**WORK TO DO**
Repeat the data verbatim.

**SOURCE DATA**

START

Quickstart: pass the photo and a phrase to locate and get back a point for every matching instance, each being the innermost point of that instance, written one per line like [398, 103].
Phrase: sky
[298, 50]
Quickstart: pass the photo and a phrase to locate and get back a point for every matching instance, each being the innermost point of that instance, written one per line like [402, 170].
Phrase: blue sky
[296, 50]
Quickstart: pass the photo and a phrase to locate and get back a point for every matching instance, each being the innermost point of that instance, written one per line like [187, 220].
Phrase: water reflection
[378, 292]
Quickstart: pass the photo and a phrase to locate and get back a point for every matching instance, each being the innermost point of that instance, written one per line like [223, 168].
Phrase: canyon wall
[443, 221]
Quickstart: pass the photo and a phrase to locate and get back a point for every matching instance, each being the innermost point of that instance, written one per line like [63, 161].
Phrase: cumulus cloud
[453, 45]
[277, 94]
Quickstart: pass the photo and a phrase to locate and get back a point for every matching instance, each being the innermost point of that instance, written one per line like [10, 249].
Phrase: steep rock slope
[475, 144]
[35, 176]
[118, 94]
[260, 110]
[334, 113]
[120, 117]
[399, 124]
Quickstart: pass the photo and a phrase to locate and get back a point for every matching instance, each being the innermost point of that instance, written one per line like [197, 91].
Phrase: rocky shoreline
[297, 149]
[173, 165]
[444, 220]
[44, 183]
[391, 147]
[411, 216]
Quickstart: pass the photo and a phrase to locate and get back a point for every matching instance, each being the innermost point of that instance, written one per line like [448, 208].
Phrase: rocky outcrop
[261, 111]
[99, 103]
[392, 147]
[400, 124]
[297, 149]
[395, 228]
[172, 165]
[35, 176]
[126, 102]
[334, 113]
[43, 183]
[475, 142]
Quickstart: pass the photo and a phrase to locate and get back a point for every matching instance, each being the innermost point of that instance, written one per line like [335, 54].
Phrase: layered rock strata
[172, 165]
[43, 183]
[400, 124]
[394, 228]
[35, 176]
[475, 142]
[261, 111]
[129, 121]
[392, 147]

END

**SOLUTION TO THE PROBLEM**
Quickstart: pass the photo and a phrase to locate and get back a point for every matching instance, each being the innermost point of that instance, written one per line like [398, 103].
Phrase: sky
[298, 50]
Quickstart: pass the photo and a phrase to locate and get back a point for every matching instance, each being the innermost point of that instance, written one per line like [402, 170].
Phrase: blue sky
[296, 50]
Quickstart: pass the photo and a phrase to locate and get back a point for every matching instance, each being the innermost point of that instance, written one per line like [187, 220].
Phrase: water reflection
[378, 292]
Quickstart: pass the photo and a phrase to locate and get back a point for every matching instance, each being the innermost point of that instance, written one per line like [223, 168].
Phrase: canyon wall
[443, 221]
Quickstart: pass the photo and a phrase to locate and get back a point for every matching instance, each being the innermost point of that instance, written one per line like [63, 161].
Phrase: cumulus cloud
[453, 45]
[277, 94]
Quickstart: pass the photo and a phrase to locate and get back a point for every matching instance, each being the innermost point of that instance, written one per line like [10, 249].
Phrase: steep rock slope
[475, 144]
[35, 176]
[118, 94]
[260, 110]
[334, 113]
[120, 117]
[399, 124]
Quickstart: pass the photo and a phrase to locate and get back a point for every matching instance, each being the innermost point of that instance, written one per line like [197, 91].
Phrase: rocky shoreline
[297, 149]
[173, 165]
[444, 220]
[44, 183]
[391, 147]
[411, 216]
Quickstart: pass the photo and a phrase to locate and get back a point for every matching instance, each being the innermost point of that instance, written one per line like [448, 208].
Phrase: rocky outcrop
[261, 111]
[99, 103]
[392, 147]
[400, 124]
[297, 149]
[395, 228]
[172, 165]
[35, 176]
[126, 102]
[334, 113]
[43, 183]
[475, 142]
Quickstart: pass the photo and a phrase to locate and get back a point for every matching instance, each being the innermost point of that instance, written one per line like [335, 54].
Phrase: layered rock strata
[172, 165]
[43, 183]
[400, 124]
[394, 228]
[35, 176]
[475, 142]
[261, 111]
[129, 121]
[392, 147]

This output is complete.